__Listing__:
_____

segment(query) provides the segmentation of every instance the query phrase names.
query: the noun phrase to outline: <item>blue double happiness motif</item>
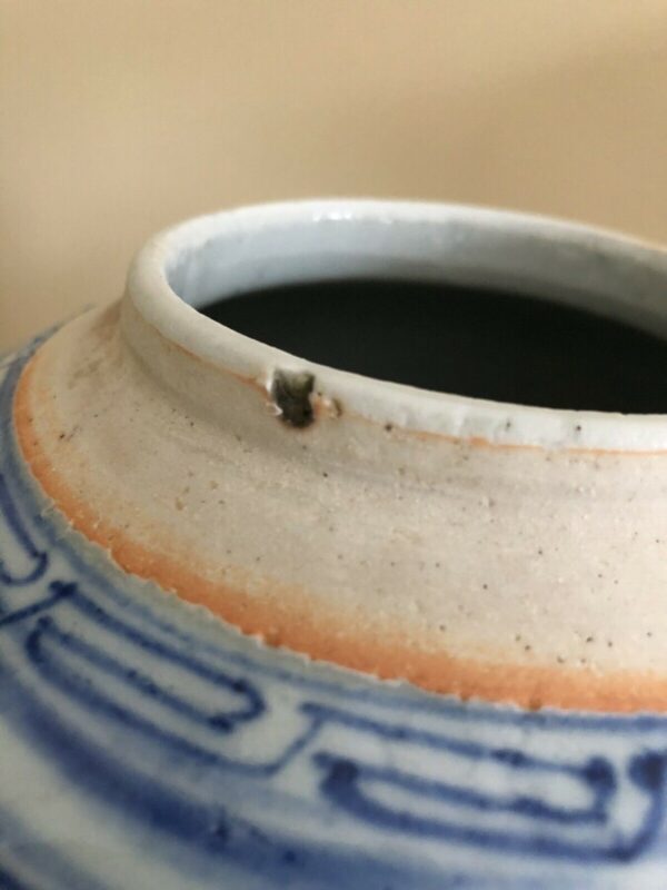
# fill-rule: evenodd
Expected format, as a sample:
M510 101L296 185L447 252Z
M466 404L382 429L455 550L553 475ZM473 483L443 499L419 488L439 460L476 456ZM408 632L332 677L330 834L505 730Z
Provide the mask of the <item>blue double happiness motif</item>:
M465 705L205 621L46 517L10 426L23 360L0 392L0 751L21 788L103 813L78 830L135 886L660 886L663 718ZM113 886L6 788L0 887ZM19 842L41 843L28 878Z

_____

__Problem requirements__:
Copy all of the lines above verbatim, omitting the picture.

__Solution for this exercise__:
segment(query) provides the segmentation of every instance the query phrase names.
query: the noun phrase to outline: <item>blue double happiness motif</item>
# fill-rule: evenodd
Expected format, as a sample:
M510 101L296 185L447 252Z
M466 404L382 429L455 550L553 475ZM473 483L443 499L419 488L439 460L476 456ZM408 632L332 677L330 834L505 730Z
Provide the mask of the <item>blue double happiness motif</item>:
M465 705L205 621L46 517L10 426L23 360L0 392L0 751L21 788L103 813L78 830L135 886L660 886L663 718ZM113 886L6 788L0 887ZM19 842L41 843L28 878Z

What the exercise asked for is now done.